There are other wider questions which this Bill raises. Most of them have already been brought to your Lordships' attention by my noble friend Lady Young, but I should like to underline one or two. Those of us who study this subject know that the Minister for Housing and Reconstruction is a disappointed man. He wanted—and, from all reports still wants—a much wider, more fundamental, more radical Bill than the one now before the House. He was hoping to establish a permanent, far-reaching system for direct labour departments in local authorities to work outside the boundaries of those authorities. He and the Government went further. They intended to widen the scope of the work which direct labour departments are entitled to undertake. Where does this Bill fit into that scheme? Is this merely the forerunner of what the Government originally intended to do and had to withdraw at the last minute? I should like to ask the noble Baroness whether the original intentions of the Government remain the same. Have they withdrawn from them or will that previous Bill be reintroduced when the Parliamentary situation permits?—as it was put in another place. When the situation becomes easier for the Government, will they dust off that old Bill, take it out of the pigeonhole and attempt to ram it through both 499 Houses? It seems that the Government are pursuing this Bill merely because they have to give a hint and a promise to their supporters of what they will do when they have the full chance to do so.
This is not a minor or narrow partisan matter; it is something of significance for any of us interested in local government. Local government has many tasks which it is called upon by central Government to do. To carry out those tasks we pay as ratepayers or as taxpayers through the rate support grant. It is very important that Parliament should impose upon local government only the tasks for which local government is qualified; therefore, if direct labour departments are to be extended in their scope and powers at some future time by this Government, we will pay if things go wrong; and we want to know how far the Government's intentions as originally expressed still stand.
There is another matter on which I should like to ask the noble Baroness for more information. It seems to me that what she was saying was self-contradictory. On the one hand, she laid great emphasis on the Government's enthusiasm for proper financial accountability and control of direct labour departments. She mentioned—and my noble friend Lady Young referred to this, also—that a Working Party had been set up and was, I believe, to report later in the summer. Yet both in the other place and here today the Government are saying, "If you had allowed us to go along with our original Bill, our wider Bill, we had a whole range of new techniques for controlling the expenditure of direct labour departments all ready to put on the Statute Book. We were going to make direct labour departments more accountable." I want to ask the noble Baroness this: if those new procedures were ready to be introduced into a Bill, why are they not in this Bill? If they are ready, why is there a Working Party? It seems to me that the Government are having it both ways at the moment. I understand that the Chartered Institute of Public Finance and Accountancy issued its report in 1975. There has been ample time to study these matters. If the Government have studied them and were going to introduce these proposals into the original Bill, why cannot that be put before the House now?

▶ _Raw data_:
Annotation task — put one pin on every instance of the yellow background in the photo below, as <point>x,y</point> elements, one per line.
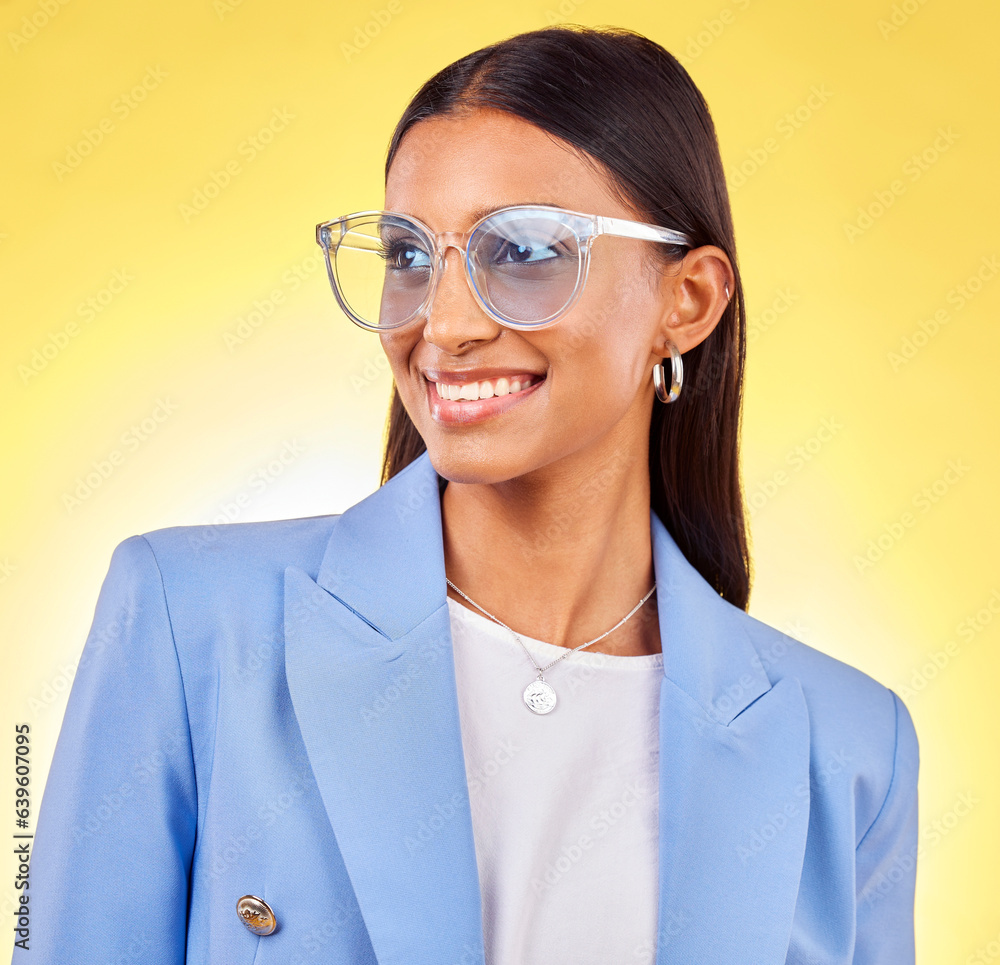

▶ _What this exercise asks_:
[1] In the speech on direct labour departments, what year does the speaker give for the report from the Chartered Institute of Public Finance and Accountancy?
[2] Please summarize the speech on direct labour departments in two sentences.
[3] Write a continuation of the speech on direct labour departments, starting after its final sentence.
This material comes from a separate source and is not part of the speech on direct labour departments.

▶ _Answers_:
[1] 1975.

[2] The speaker says the Minister for Housing and Reconstruction wanted a wider Bill that would let direct labour departments work outside their authorities' boundaries and take on more kinds of work. The speaker asks whether the Government still hold those intentions, and why, if new procedures for controlling these departments' expenditure were ready for the original Bill, they are not in this one and a Working Party is needed.

[3]
500 There is another matter that I must bring up in this House. I hope that I am not going to awaken the noble Lord, Lord Banks, from a quiet slumber; but what about the Liberal Party? Do they not care about the future of direct labour departments? What is their attitude in this matter? There is no Liberal spokesman down to speak. We want to know where they will stand in this matter. We must presume that silence means consent and that, in contrast to the other place, the Liberal Party in this House is in favour of this Bill and that, although Liberal spokesmen claim the credit for some of the things that happened to the original Bill, in this House they say nothing and care less.
I am in favour of short speeches, especially on short Bills and I will sit down very quickly indeed; but there are many detailed questions to which we must return in Committee because this small Bill has some larger matters concealed within it. Any noble Lord who looks into the question of direct labour organisations can find hosts of detrimental stories. I have a file of them but I will not weary your Lordships with all that I have learned and read. I want to know this from the Government. There are 25 local authorities mentioned in this Bill. I understand that only seven of them make regular use of their powers. What is the point of this Bill if it is for under one-third of the small number of local authorities for which it is designed? Is it really necessary? Or is it not a waste of Parliamentary time and merely a token flag waving to conceal the fact that the Government have had to withdraw the more fundamental measure to which they are still fully committed?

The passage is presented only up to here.